(Materials provided Opens)

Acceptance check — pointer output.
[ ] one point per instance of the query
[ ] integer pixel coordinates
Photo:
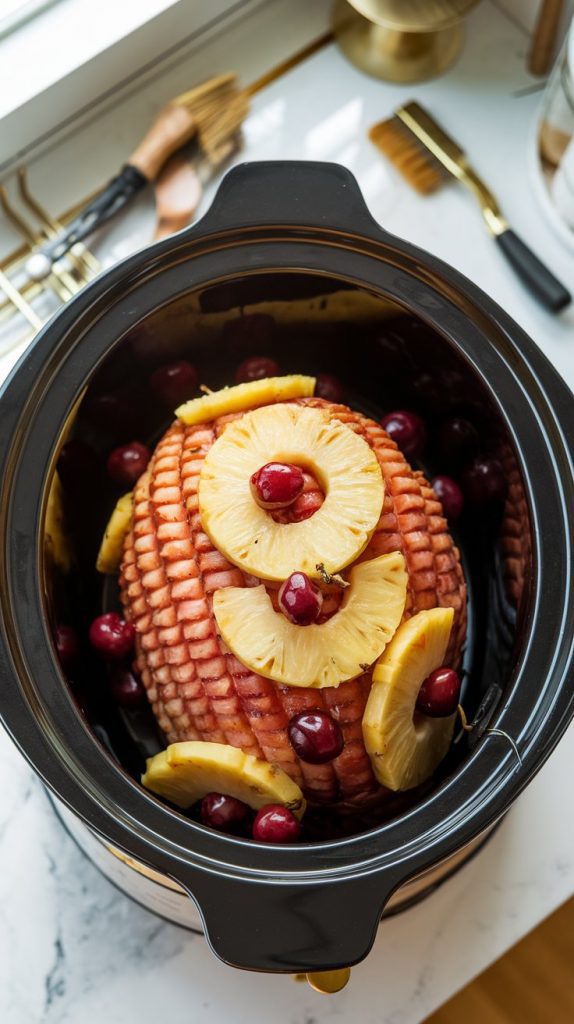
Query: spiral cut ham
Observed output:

(Materials provided Closes)

Drop the images and return the data verbatim.

Acceptance check — pointer output.
[ ] one point per instance of the query
[ ] integer pixel coordinates
Photo:
Query: spiral cut ham
Observed output:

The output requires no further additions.